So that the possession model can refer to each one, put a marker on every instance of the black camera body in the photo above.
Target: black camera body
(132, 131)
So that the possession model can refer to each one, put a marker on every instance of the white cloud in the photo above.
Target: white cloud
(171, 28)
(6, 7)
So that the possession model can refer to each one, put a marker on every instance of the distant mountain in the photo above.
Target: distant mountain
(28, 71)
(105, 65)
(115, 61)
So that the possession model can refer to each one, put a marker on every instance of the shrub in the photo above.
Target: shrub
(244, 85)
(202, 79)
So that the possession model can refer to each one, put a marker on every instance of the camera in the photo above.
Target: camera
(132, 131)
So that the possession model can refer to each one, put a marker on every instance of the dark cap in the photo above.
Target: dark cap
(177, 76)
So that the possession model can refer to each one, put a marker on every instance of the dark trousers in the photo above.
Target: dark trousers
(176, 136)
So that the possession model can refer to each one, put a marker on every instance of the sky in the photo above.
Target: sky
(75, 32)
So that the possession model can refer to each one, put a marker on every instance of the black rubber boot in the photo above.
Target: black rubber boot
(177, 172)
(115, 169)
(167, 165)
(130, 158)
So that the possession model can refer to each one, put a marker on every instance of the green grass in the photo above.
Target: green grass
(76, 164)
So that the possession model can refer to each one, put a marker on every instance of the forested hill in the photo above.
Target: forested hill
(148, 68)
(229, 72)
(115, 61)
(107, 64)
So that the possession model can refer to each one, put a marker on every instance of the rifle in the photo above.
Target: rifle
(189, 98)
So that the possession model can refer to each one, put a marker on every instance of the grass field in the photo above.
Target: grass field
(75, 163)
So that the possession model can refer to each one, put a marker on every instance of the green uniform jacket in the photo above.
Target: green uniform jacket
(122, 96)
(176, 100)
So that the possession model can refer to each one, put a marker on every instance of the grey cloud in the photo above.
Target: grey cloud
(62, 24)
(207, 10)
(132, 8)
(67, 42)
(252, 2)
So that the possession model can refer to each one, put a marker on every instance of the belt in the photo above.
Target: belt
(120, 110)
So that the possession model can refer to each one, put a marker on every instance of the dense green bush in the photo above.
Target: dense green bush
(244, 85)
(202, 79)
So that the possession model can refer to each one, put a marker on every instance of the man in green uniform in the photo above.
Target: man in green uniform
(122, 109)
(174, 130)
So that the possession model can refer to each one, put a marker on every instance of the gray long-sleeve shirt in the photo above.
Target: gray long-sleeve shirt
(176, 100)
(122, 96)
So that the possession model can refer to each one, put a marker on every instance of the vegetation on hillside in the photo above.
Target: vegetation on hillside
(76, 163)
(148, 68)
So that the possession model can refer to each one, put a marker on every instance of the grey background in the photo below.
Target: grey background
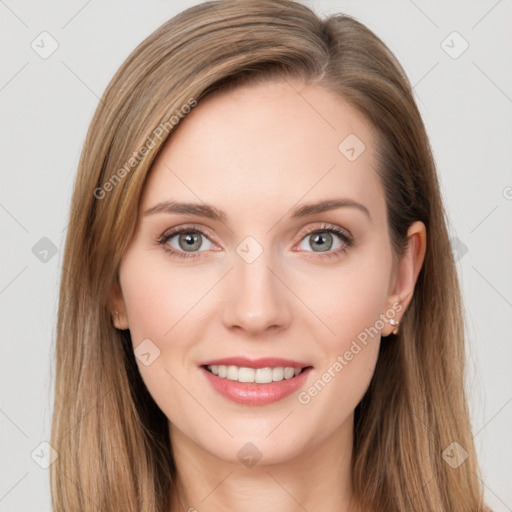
(47, 105)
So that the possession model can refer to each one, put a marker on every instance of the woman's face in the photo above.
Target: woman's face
(285, 254)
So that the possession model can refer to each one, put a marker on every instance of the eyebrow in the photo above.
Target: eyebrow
(205, 210)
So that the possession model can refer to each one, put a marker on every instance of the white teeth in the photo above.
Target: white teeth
(278, 373)
(254, 375)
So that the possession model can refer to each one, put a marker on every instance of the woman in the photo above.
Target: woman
(259, 305)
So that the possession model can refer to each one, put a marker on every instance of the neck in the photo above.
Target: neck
(318, 478)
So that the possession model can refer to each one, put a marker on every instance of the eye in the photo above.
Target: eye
(329, 239)
(186, 240)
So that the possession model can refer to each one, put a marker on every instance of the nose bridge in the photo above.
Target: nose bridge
(256, 298)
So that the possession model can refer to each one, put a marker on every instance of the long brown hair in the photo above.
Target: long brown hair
(111, 438)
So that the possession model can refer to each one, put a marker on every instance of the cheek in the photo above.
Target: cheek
(158, 297)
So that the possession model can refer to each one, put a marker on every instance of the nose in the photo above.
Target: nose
(257, 300)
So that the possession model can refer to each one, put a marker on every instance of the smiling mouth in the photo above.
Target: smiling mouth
(264, 375)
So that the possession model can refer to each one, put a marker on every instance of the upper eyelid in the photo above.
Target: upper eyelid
(170, 233)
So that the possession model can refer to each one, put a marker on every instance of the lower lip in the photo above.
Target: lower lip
(256, 394)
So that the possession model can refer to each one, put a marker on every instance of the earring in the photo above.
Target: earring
(395, 324)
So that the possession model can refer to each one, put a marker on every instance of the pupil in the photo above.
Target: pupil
(324, 241)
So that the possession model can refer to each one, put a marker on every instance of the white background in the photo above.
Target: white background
(47, 105)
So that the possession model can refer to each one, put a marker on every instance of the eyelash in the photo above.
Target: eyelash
(345, 237)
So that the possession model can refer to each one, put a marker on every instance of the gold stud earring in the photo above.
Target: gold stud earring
(395, 324)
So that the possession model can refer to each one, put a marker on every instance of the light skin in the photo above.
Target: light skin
(258, 153)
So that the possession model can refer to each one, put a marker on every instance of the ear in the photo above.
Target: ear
(407, 271)
(118, 307)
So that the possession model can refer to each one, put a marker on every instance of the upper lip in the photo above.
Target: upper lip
(262, 362)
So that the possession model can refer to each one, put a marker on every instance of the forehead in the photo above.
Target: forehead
(254, 146)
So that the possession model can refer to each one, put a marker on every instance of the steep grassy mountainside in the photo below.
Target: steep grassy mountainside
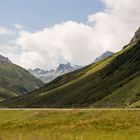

----------

== Work instruction ==
Exact copy, pictures excluded: restate every record above word for word.

== Task result ==
So that the possession model can refer to each one, put a marker on every instance of the black camera body in the photo above.
Target: black camera body
(132, 131)
So that the possession model can refer to each one, put a marker on every instance of the white cloud in the photo above.
Target: white cloud
(171, 28)
(6, 7)
So that the possession model can refer to each one, put a marker on every instance of the distant mountain in the photo above.
Target: distant mountain
(28, 71)
(105, 65)
(115, 61)
So that the possession model can refer to each one, put a marker on every instance of the shrub in the photo above.
Target: shrub
(244, 85)
(202, 79)
So that the possession model can refer to each one, put a marker on every instance of the camera in the photo above.
Target: camera
(132, 131)
So that the possession model can refer to each one, put a marker on every instance of the dark cap in the photo above.
Target: dark cap
(177, 76)
So that the possession model can refer to each one, put a marker on every instance of the dark trousers in the photo above.
Target: dark trousers
(176, 136)
So that the possession model can refer to each one, put a marker on every instance of the sky in the photo above.
Target: sky
(75, 32)
So that the possession model can refer to each one, put a marker on every instance of the black rubber boot in the photo above.
Target: black rubber boot
(177, 172)
(115, 169)
(167, 165)
(130, 158)
So that the possession model can refer to each one, put a marker on every instance of the green grass in the photo above.
Target: green grass
(76, 164)
So that the possession model can refer to each one, put a marker on every instance of the forested hill in the photo above.
Target: forested hill
(148, 68)
(229, 72)
(115, 61)
(107, 64)
So that the possession model can refer to each one, put a marker on every instance of the rifle in the photo above.
Target: rifle
(189, 98)
So that the possession model can refer to each one, put a marker on every instance of the grass field in the photo above.
Target: grass field
(75, 163)
So that the possession model can refer to each one, put a marker on every instance of the green uniform jacket in the photo above.
Target: green uniform jacket
(122, 96)
(176, 100)
So that the possession model can refer to each one, put a marker on every instance of the grey cloud in the photo above.
Target: grey cloud
(62, 24)
(207, 10)
(132, 8)
(67, 42)
(252, 2)
So that the possession model can refer to each one, put a marker on every instance of the belt in the photo above.
Target: belt
(120, 110)
So that the possession model can refer to each one, put a marker on every instance of the dense green bush in the photo above.
Target: dense green bush
(244, 85)
(202, 79)
So that the possession model can refer to each one, put a marker on every instance of the man in green uniform in the photo above.
Target: man in green uniform
(122, 109)
(174, 130)
So that the possession model can refer to each one, put a marker on every instance of the gray long-sleeve shirt in the photo above.
Target: gray long-sleeve shirt
(176, 100)
(122, 96)
So that the possession model can refer to each one, put a marker on every instance of the vegetation on hillside in the photo above.
Target: vegetation on hillside
(76, 163)
(148, 68)
So that the possession model can refer to each one, put a marker on every instance of the grey background in the photo below.
Target: grey background
(47, 105)
So that the possession model can refer to each one, put a marker on every instance of the woman's face in the photo above.
Target: woman's face
(285, 254)
So that the possession model can refer to each one, put a marker on every instance of the eyebrow in the photo above.
Target: eyebrow
(205, 210)
So that the possession model can refer to each one, put a marker on every instance of the white teeth in the photo above.
Target: white teeth
(278, 373)
(254, 375)
So that the possession model can refer to each one, put a marker on every instance of the woman in the photo above.
Target: woman
(259, 305)
So that the possession model can refer to each one, put a marker on every instance of the neck in the photo above.
Target: neck
(318, 478)
So that the possession model can refer to each one, put a marker on every instance of the eye in the photo above.
Target: eye
(329, 239)
(186, 240)
So that the possession model can refer to each one, put a marker on every instance of the nose bridge in the photo above.
Target: nose bridge
(256, 298)
So that the possession model can refer to each one, put a marker on every instance of the long brown hair in the photo above.
Target: long brown hair
(111, 438)
So that the possession model can refer to each one, put a marker on every instance of the cheek in the photo above.
Target: cheek
(158, 297)
So that the possession model can refer to each one, put a marker on every instance of the nose in the photo above.
Target: nose
(257, 300)
So that the possession model can refer to each one, put a marker on every instance of the smiling mouth in the photo above.
Target: smiling mouth
(264, 375)
So that the possession model can refer to each one, put a marker on every instance of the upper eyelid in the photo above.
Target: upper eyelid
(170, 233)
So that the possession model can refer to each one, put a marker on every instance of the lower lip in the photo above.
Target: lower lip
(256, 394)
So that the possession model can refer to each one, put a marker on every instance of the earring in the photo above.
Target: earring
(395, 324)
So that the possession model can refer to each one, put a marker on every instance of the pupil in the photo above.
Target: pupil
(324, 241)
So that the possession model can refer to each one, put a marker on every instance of the white background in the photo above.
Target: white background
(47, 105)
So that the possession model can refer to each one, put a marker on every instance of the eyelash in the photo above.
Target: eyelash
(345, 237)
So that the possession model can refer to each one, put a marker on every instance of the gold stud earring in the photo above.
Target: gold stud earring
(395, 324)
So that the possession model can refer to each one, put a marker on every instance of the light skin in the photo above.
Target: light skin
(258, 153)
So that the possession model can refer to each one, put a marker on every instance of the ear in the photo above.
Target: ear
(407, 271)
(118, 307)
So that the possession model can refer to each one, put a marker on every instance of the upper lip in the photo above.
Target: upper lip
(262, 362)
So that the possession model can refer to each one, put a marker on every instance of the forehead in the photo above.
Target: forehead
(254, 146)
So that the possession model can refer to each one, put a marker on every instance of the steep grassy mountainside in the photo below.
Target: steep grassy mountainside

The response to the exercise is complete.